═══ Exercise materials ═══

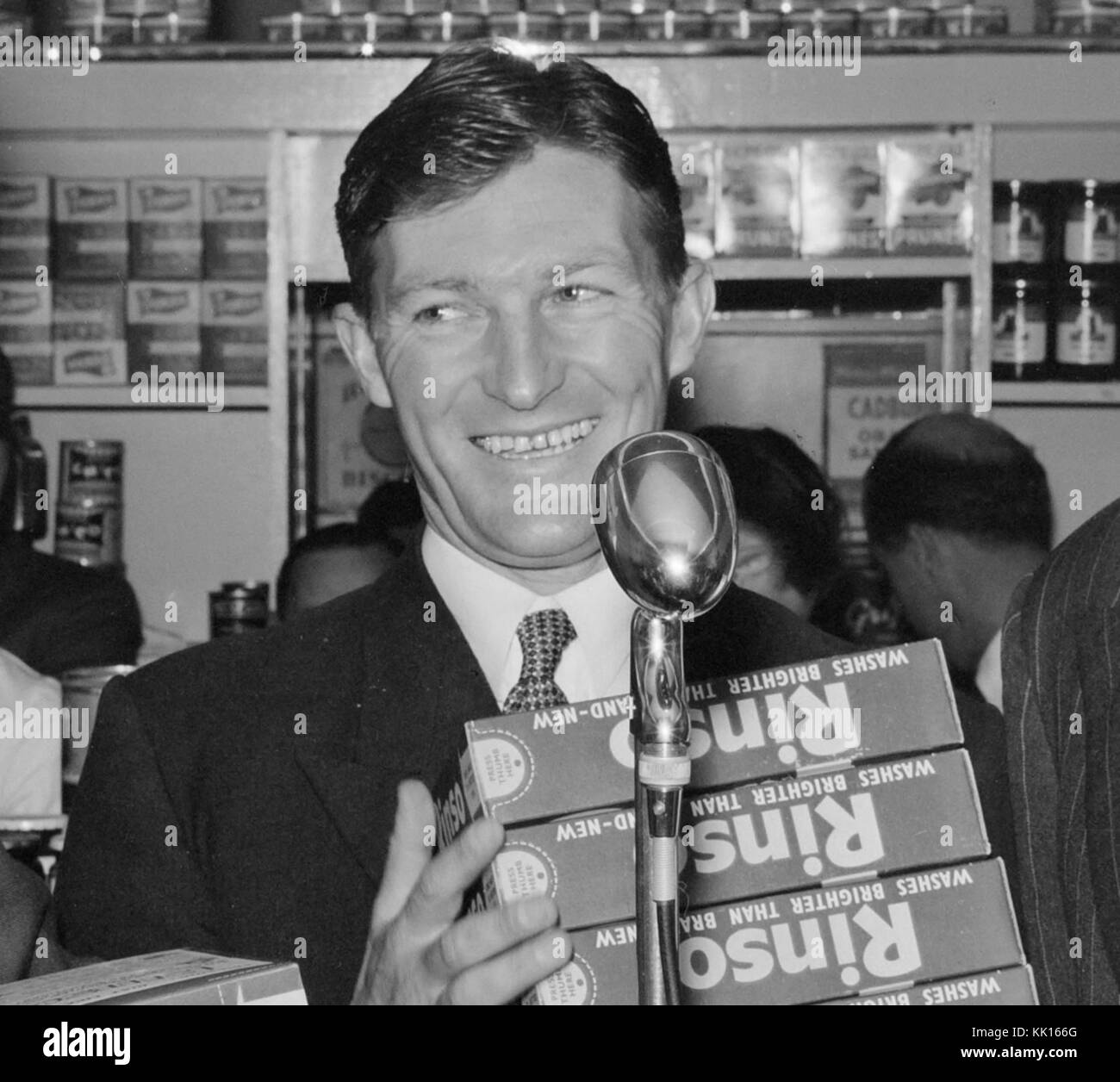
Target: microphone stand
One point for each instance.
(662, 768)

═══
═══ Exercise materials ═══

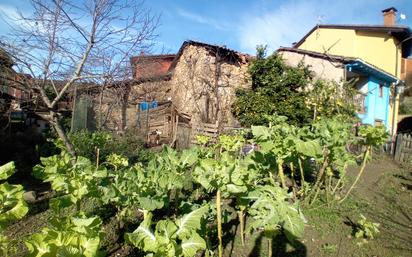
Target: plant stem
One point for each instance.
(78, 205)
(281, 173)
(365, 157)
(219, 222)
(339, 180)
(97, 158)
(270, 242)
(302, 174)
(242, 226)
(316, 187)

═══

> Task to complete: Which lines in the items above contain the string "Target"? Copy each of them in full.

> Task solution:
Target: microphone stand
Target: plant stem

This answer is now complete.